REQUIREMENT:
Transcribe the entries exactly. Omit the pictures.
(DATA EXCERPTS begins)
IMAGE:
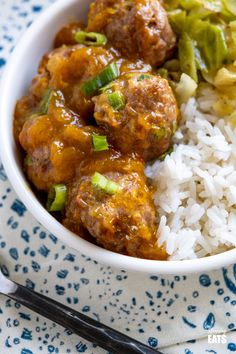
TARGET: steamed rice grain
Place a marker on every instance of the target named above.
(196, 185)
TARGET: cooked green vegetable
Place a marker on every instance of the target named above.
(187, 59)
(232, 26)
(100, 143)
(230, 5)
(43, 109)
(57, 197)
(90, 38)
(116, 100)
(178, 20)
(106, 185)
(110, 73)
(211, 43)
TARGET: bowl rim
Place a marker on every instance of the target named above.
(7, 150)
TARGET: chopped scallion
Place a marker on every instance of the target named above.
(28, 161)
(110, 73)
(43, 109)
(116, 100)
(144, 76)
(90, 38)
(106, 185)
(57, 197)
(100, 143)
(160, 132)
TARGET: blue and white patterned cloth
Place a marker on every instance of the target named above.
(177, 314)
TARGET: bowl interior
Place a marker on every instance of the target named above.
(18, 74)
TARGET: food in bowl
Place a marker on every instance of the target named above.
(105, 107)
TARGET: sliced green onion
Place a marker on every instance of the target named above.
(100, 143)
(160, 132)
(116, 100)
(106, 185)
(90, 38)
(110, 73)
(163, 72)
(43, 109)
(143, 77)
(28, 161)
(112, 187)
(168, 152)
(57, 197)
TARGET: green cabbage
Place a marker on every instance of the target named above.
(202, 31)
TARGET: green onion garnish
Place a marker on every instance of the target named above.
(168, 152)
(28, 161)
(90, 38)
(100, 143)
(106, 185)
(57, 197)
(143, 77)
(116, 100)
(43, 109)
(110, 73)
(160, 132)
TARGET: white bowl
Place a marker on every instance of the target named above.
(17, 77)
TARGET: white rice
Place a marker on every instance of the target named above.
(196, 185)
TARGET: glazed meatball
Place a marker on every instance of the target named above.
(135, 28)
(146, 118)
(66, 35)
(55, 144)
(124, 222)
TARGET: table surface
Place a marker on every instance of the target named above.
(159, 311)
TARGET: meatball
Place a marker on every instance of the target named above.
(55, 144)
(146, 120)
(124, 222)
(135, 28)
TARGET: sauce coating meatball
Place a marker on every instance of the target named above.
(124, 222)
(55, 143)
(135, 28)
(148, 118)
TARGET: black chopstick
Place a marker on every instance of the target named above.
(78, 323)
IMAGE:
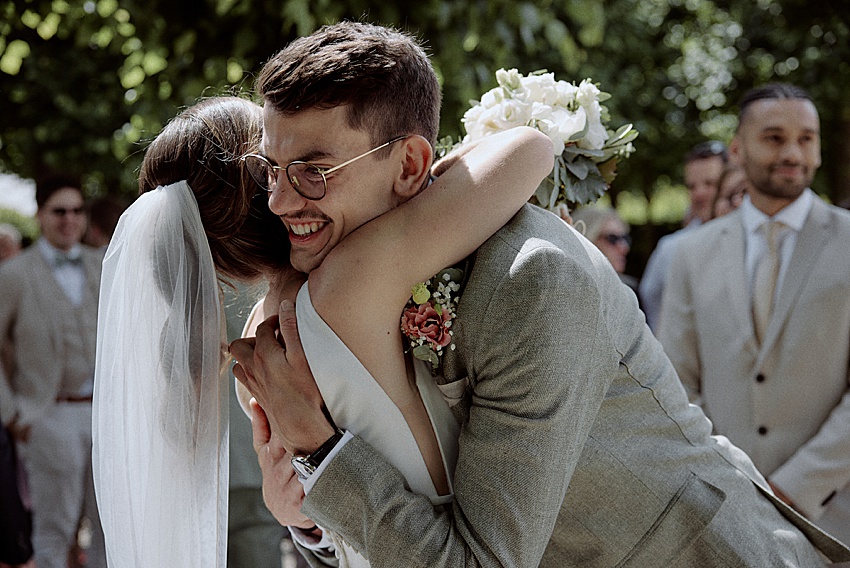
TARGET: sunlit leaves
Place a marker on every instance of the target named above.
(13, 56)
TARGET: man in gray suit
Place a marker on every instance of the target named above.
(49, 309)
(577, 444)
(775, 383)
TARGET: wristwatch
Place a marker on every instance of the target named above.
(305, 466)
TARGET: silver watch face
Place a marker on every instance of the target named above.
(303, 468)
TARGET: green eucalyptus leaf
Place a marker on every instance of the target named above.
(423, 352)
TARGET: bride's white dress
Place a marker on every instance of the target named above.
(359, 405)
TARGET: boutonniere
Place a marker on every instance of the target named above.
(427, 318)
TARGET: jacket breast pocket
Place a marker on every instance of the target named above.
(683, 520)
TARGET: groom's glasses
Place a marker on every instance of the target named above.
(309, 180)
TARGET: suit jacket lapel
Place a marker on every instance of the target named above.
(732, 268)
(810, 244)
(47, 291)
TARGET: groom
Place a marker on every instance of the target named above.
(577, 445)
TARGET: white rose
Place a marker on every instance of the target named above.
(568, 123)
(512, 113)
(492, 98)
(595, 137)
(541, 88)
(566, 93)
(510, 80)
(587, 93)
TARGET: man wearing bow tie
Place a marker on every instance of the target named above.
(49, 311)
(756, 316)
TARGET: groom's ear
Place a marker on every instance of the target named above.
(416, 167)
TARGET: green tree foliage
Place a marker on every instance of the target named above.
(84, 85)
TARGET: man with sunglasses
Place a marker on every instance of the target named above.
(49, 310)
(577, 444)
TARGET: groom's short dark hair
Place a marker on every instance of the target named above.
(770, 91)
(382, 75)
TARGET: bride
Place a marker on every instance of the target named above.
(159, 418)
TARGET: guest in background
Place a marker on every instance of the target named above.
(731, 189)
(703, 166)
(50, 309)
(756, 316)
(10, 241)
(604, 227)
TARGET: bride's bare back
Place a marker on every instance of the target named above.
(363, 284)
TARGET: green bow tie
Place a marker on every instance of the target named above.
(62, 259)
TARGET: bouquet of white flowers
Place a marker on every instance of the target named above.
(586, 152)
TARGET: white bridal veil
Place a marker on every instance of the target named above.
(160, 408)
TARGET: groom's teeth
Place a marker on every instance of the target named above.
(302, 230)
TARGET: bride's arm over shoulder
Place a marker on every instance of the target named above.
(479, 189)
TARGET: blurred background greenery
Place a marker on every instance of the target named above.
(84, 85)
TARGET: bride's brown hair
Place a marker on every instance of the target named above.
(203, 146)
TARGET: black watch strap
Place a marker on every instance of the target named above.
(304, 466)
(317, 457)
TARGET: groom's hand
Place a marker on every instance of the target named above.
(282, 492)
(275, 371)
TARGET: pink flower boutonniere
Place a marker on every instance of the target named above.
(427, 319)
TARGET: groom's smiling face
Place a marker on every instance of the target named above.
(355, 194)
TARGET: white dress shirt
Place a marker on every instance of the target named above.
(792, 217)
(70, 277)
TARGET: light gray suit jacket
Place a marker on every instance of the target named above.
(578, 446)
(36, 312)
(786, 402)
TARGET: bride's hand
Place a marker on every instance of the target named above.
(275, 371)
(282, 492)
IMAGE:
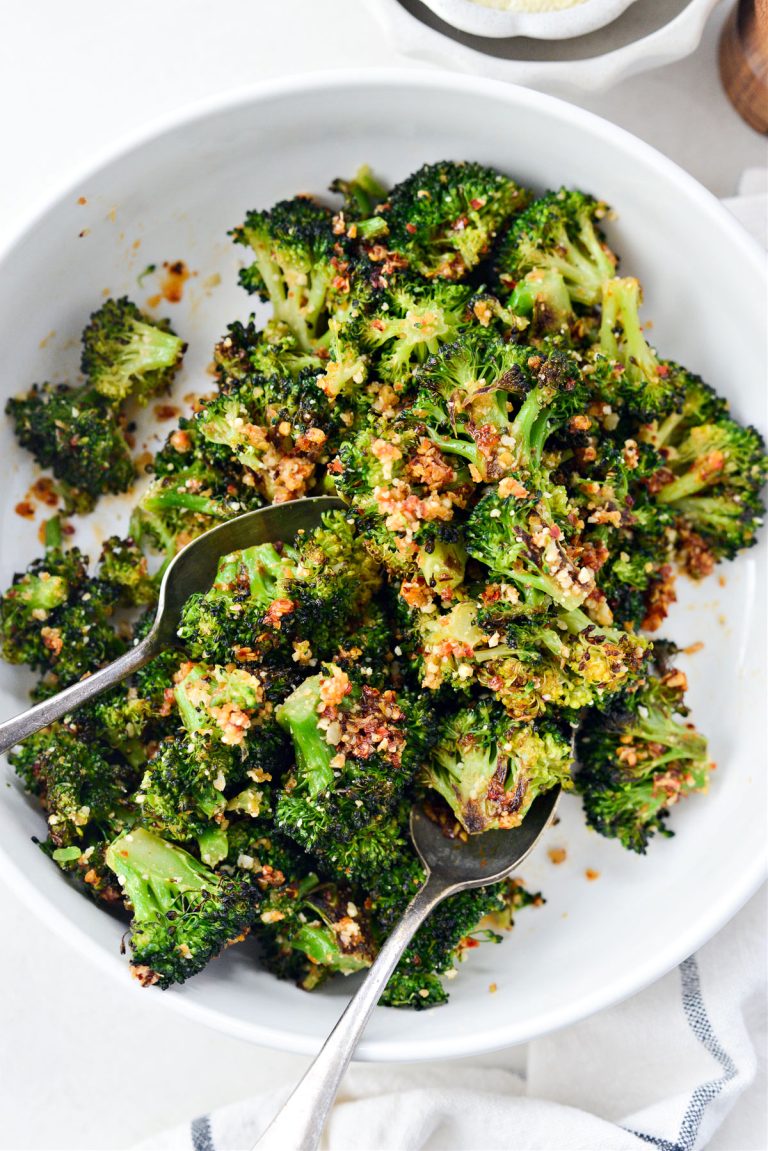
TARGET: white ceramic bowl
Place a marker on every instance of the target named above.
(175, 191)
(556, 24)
(DATA EXCERPTS ends)
REPLY:
IMAGE:
TARGET: steamed rice grain
Place a marker on every instance of the target named above.
(196, 185)
TARGET: cooked green vegetable
Place a marker on every instance of the target named above.
(187, 59)
(232, 26)
(100, 143)
(230, 5)
(43, 109)
(57, 197)
(90, 38)
(116, 100)
(178, 20)
(106, 185)
(110, 73)
(211, 43)
TARGET: bowl rim
Place a marker on every instance of the target named above.
(7, 150)
TARGET: chopped scallion
Place a marker on every instance of the target named above.
(28, 161)
(110, 73)
(43, 109)
(116, 100)
(144, 76)
(90, 38)
(106, 185)
(57, 197)
(100, 143)
(160, 132)
TARGET: blue and white patterned cloth
Place a marker on every instance of the target named above.
(177, 314)
TARGET: bowl interior
Place a marker on every instance of the target named above.
(18, 74)
TARGET: food in bowl
Place a marker on every instance of the target named above.
(105, 107)
TARGET: sliced green onion
Place a marker on every instance of the target named above.
(100, 143)
(160, 132)
(116, 100)
(106, 185)
(90, 38)
(110, 73)
(163, 72)
(43, 109)
(143, 77)
(28, 161)
(112, 187)
(168, 152)
(57, 197)
TARGET: green cabbage
Place a marker on every instance of the target named above.
(202, 31)
TARGET: green onion garnish
Place a marker on every instance of the target named above.
(168, 152)
(28, 161)
(90, 38)
(100, 143)
(106, 185)
(57, 197)
(143, 77)
(116, 100)
(43, 109)
(110, 73)
(160, 132)
TARGET: white bowl
Place a marker on every instance of the target named above.
(17, 77)
TARGET: white rice
Place a marker on every instance of the target named above.
(196, 185)
TARGET: glazed meatball
Place a marker on every instance of the target named above.
(135, 28)
(146, 118)
(66, 35)
(55, 144)
(124, 222)
TARGET: table surface
Place a marker on every instance of the target named above.
(159, 311)
TARGET: meatball
Place a marker on every instance of the target named above.
(55, 144)
(146, 120)
(124, 222)
(135, 28)
TARGET: sauce coating meatball
Place a marker on every instance of the target named above.
(124, 222)
(55, 143)
(135, 28)
(148, 118)
TARGET: black chopstick
Place a marker on every instance of the target named above.
(78, 323)
IMAGE:
TARGET: sunlit leaves
Place a marker on every instance of the target named above.
(13, 56)
TARGET: man in gray suit
Place a marker on every instance of the target named above.
(49, 309)
(577, 444)
(775, 383)
TARGET: wristwatch
Place a marker on every instance of the target named above.
(305, 466)
TARGET: silver watch face
Place a marker on every instance of the target named above.
(303, 468)
TARGET: green eucalyptus leaf
Place a marker on every instance of the target named above.
(423, 352)
TARGET: bride's white dress
Place a marker on every instance of the target named above.
(359, 405)
TARGET: boutonniere
Place a marker on every instance of the target named above.
(427, 318)
TARGET: jacket breast pocket
Place a marker on every instance of the target named above.
(683, 520)
TARGET: groom's glasses
Place a marker on every instance of the target named above.
(309, 180)
TARGET: suit jacket lapel
Place a marker on every instance of the target named above.
(732, 268)
(810, 244)
(47, 291)
TARGET: groom
Place a marker on every instance of the target named above.
(577, 445)
TARGET: white rose
Place a marker on every instance of the target named above.
(568, 123)
(512, 113)
(492, 98)
(595, 137)
(541, 88)
(566, 93)
(510, 80)
(587, 93)
TARGET: man wearing bow tie
Place a marker on every instance of the target named above.
(49, 311)
(756, 316)
TARGET: groom's ear
Place a marker on every instance of the target named above.
(416, 167)
TARGET: green tree foliage
Place a marker on every instance of the target named above.
(84, 85)
TARGET: man with sunglasses
Place a marker on every instance of the target named above.
(49, 310)
(577, 444)
TARGET: groom's short dark hair
Place a marker on every instance of the target named above.
(770, 91)
(382, 75)
TARGET: bride
Place a marker on every instance of the target named above.
(159, 418)
TARGET: guest in background
Place a marker on every instance of the target named above.
(731, 189)
(703, 166)
(50, 309)
(756, 316)
(10, 241)
(604, 227)
TARGET: bride's bare back
Place a marker on every instance of the target named above.
(363, 284)
TARGET: green bow tie
Place a marker on every instance of the target named above.
(62, 259)
TARGET: bouquet of white flowers
Place a marker on every instance of the target named above.
(586, 152)
TARGET: white bridal veil
Place a marker on every instance of the target named above.
(160, 408)
TARGET: groom's teeth
Place a marker on every instance of the target named above.
(302, 230)
TARGET: bride's arm over shoulder
Place a marker on every instance of the target named above.
(479, 189)
TARGET: blurred background greenery
Place a marker on every instance of the target named above.
(84, 85)
TARGET: bride's brown hair
Place a marker on every instance of the target named above.
(203, 146)
TARGET: black watch strap
Place a marker on every instance of the target named above.
(304, 466)
(317, 457)
TARGET: groom's hand
Place a marker on every instance of the target named above.
(282, 492)
(275, 371)
TARGET: pink flower boutonniere
Place a marker on every instance of the target named above.
(427, 319)
TARGET: groom's smiling face
Place a marker on every instance of the target named above.
(355, 194)
TARGET: white dress shirt
Place a marker on every instance of the target named above.
(792, 217)
(70, 277)
TARGET: light gray suit jacket
Place a marker on every instance of the target named above.
(578, 446)
(36, 312)
(786, 402)
TARGET: bride's hand
Place a marker on every instance of the target named above.
(275, 371)
(282, 492)
IMAGE:
TARGET: white ceramic bowl
Place a marker on every instance of the target named above.
(175, 191)
(556, 24)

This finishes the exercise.